··· KUTIPAN HALAMAN

Baca berita dengan sedikit iklan, klik di sini
DUA pucuk surat diterima beruntun oleh Bank Mandiri, Senin dan Selasa pekan lalu. Isinya pahit: Putera Sampoerna menolak melanjutkan negosiasi transaksi pembelian saham dan utang PT Kiani Kertas.
Direksi Mandiri sebetulnya sempat meminta Putera kembali mempertimbangkan keputusannya pada 16 Januari lalu itu. Namun sang taipan rupanya kadung patah arang. Lewat surat yang dikirimkan esok harinya, Putera menyatakan, ”Transaksi tidak dapat dilanjutkan lagi,” kata dua direktur Mandiri, Abdul Rachman dan Omar S. Anwar, dalam suratnya ke Bursa Efek Jakarta, Rabu pekan lalu.
Buat Mandiri, keputusan Putera jelas pukulan berat. Sebab, konsekuensinya, penyelesaian tagihan piutang macet Bank Mandiri senilai hampir Rp 2 triliun di perusahaan kertas eks milik Mohammad ”Bob” Hasan itu pun terancam kembali terkatung-katung.
Padahal, menurut ketentuan bank sentral, tagihan macet yang dibelinya dari BPPN pada Agustus 2002 itu harus sudah diselesaikannya tahun depan. Pada akhir tahun itu pula, bank terbesar milik pemerintah ini sudah harus bisa menurunkan rasio kredit seret (non-performing loan) netonya—yang per akhir September lalu masih 23,4 persen atau sekitar Rp 25 triliun—menjadi tinggal 5 persen.
Ihwal mutung-nya Putera, Abdul Rachman menjelaskan, berawal dari adanya keberatan Mandiri atas konsep perjanjian jual-beli utang bersyarat (conditional debt sale and purchase agreement) yang disodorkan Sampoerna Strategic, perusahaan milik Putera.
Perjanjian itu sesungguhnya baru akan ditandatangani pada 31 Januari mendatang. Namun PT Danareksa, selaku wakil Sampoerna, meminta agar penandatanganan bisa dipercepat menjadi 17 Januari.
Rencana pembuatan perjanjian itu merupakan tindak lanjut kesepakatan sebelumnya, pada 2 Januari, yang ditandatangani tiga pihak: Mandiri, Prabowo Subianto sebagai pemilik Kiani—lewat PT Fayola Investment—dan Sampoerna yang diwakili Danareksa. Ketika itu Sampoerna setuju melunasi utang Bank Mandiri US$ 201 juta dan membeli seluruh saham Kiani dari Prabowo seharga US$ 200 juta.
Persoalan muncul ketika Mandiri tak sepakat dengan draf perjanjian itu. Isinya dinilai mengandung sejumlah syarat yang tidak dapat diterima dan tidak melindungi kepentingan Mandiri, baik sebagai perusahaan maupun kreditor Kiani.

······
··· DAFTAR ENTRI

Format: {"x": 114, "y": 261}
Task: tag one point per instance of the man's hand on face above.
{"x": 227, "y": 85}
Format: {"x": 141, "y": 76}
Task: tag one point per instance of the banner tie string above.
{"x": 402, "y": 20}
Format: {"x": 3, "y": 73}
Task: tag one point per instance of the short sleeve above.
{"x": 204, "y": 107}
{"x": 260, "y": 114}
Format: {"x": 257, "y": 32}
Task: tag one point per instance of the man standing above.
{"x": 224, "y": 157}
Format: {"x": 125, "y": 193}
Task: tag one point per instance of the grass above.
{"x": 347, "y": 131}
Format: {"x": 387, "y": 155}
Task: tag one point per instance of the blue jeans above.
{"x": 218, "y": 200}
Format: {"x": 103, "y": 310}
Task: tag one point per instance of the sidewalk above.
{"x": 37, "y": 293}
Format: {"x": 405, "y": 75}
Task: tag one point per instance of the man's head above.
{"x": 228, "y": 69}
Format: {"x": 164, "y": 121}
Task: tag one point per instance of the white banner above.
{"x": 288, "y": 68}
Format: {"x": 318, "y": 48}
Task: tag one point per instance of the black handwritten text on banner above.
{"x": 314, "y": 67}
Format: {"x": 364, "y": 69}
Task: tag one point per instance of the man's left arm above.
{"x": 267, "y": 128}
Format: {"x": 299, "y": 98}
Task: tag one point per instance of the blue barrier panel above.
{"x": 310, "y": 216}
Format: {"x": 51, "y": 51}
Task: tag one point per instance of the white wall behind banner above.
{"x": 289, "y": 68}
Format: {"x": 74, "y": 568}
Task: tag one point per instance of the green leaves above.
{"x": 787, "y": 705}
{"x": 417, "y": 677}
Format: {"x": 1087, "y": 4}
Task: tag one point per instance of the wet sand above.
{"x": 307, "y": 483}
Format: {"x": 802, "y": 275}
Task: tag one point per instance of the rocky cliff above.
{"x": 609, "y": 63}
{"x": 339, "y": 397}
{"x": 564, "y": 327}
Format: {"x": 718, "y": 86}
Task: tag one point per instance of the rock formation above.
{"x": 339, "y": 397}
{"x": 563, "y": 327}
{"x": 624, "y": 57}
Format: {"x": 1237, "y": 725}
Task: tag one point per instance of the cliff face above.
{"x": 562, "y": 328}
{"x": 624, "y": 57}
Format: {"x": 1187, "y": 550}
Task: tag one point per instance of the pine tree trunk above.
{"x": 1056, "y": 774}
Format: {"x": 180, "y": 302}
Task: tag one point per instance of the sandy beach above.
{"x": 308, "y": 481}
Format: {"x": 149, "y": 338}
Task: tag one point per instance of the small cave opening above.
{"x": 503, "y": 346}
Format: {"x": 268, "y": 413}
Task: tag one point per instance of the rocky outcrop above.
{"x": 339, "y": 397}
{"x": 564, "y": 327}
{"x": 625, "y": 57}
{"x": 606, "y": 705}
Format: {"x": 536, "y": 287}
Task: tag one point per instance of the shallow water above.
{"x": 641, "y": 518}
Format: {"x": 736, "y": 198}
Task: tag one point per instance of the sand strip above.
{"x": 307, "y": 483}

······

• [TUGAS LATIHAN]
- 1) Sebutkan nama lengkap semua orang yang disebut dalam artikel tentang Kiani Kertas.
- 2) Temukan setiap baris dalam daftar yang memuat kata "rocky", lalu salin baris-baris tersebut.
Artikel dan daftar ini sama sekali tidak berhubungan.

• [HASIL LATIHAN]
- 1)
- Putera Sampoerna
- Abdul Rachman
- Omar S. Anwar
- Mohammad ”Bob” Hasan
- Prabowo Subianto

- 2)
Task: tag one point per instance of the rocky cliff above.
Task: tag one point per instance of the rocky outcrop above.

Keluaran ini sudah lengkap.